┌──
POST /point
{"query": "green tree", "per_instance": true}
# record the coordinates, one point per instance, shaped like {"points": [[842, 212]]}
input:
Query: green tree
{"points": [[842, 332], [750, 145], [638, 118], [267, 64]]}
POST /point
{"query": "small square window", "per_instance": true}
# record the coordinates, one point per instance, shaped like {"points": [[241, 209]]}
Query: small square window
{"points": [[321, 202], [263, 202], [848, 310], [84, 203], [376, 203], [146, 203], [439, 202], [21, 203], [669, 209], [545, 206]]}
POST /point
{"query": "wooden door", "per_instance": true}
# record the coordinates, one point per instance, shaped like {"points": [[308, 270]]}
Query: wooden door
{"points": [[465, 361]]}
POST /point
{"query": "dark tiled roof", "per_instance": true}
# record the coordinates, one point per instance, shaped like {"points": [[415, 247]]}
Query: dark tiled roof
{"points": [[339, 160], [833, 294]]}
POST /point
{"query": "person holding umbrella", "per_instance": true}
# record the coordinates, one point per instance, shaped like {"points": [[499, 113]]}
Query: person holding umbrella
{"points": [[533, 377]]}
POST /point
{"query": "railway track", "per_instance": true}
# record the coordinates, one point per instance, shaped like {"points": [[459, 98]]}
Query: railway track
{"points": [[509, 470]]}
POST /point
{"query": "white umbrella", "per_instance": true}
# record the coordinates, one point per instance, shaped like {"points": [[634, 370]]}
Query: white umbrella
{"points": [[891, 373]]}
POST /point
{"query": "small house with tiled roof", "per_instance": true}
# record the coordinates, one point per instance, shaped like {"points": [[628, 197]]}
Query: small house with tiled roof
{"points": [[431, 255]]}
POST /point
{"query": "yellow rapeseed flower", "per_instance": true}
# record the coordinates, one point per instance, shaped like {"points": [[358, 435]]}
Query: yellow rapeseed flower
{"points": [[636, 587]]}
└──
▶ [Your assignment] Extract the full listing above without altering anything.

▶ [Solution]
POST /point
{"query": "green tree", "per_instance": true}
# record the coordinates, one point per instance, shaped like {"points": [[842, 212]]}
input:
Query: green tree
{"points": [[842, 332], [750, 145], [638, 118], [267, 64]]}
POST /point
{"query": "small square window", "per_instance": true}
# record the coordinates, one point per instance, shaped like {"points": [[241, 209]]}
Query: small square window
{"points": [[321, 202], [263, 202], [848, 310], [84, 203], [376, 203], [146, 203], [439, 202], [21, 203], [669, 209], [545, 206]]}
POST /point
{"query": "wooden door", "per_instance": true}
# record the coordinates, one point per instance, shaped like {"points": [[308, 270]]}
Query: wooden door
{"points": [[465, 361]]}
POST /point
{"query": "dark tiled roof", "per_instance": true}
# record the coordinates, one point per instance, shaped like {"points": [[415, 247]]}
Query: dark tiled roof
{"points": [[339, 160], [833, 294]]}
POST /point
{"query": "person holding umbrella", "per_instance": true}
# record the coordinates, one point per instance, shaped like {"points": [[499, 113]]}
Query: person holding umbrella
{"points": [[533, 377]]}
POST /point
{"query": "railway track", "per_instance": true}
# record the coordinates, one point per instance, shaped like {"points": [[459, 98]]}
Query: railway track
{"points": [[509, 470]]}
POST /point
{"query": "white umbrella", "per_instance": true}
# record the coordinates, one point per instance, shaped like {"points": [[634, 370]]}
Query: white umbrella
{"points": [[891, 373]]}
POST /point
{"query": "small house with tiled roof", "per_instance": true}
# record the coordinates, one point per instance, shaped like {"points": [[628, 197]]}
Query: small house with tiled roof
{"points": [[431, 255]]}
POST /point
{"query": "yellow rapeseed flower", "per_instance": true}
# record the coordinates, one point per instance, shaped like {"points": [[358, 435]]}
Query: yellow rapeseed flower
{"points": [[636, 587]]}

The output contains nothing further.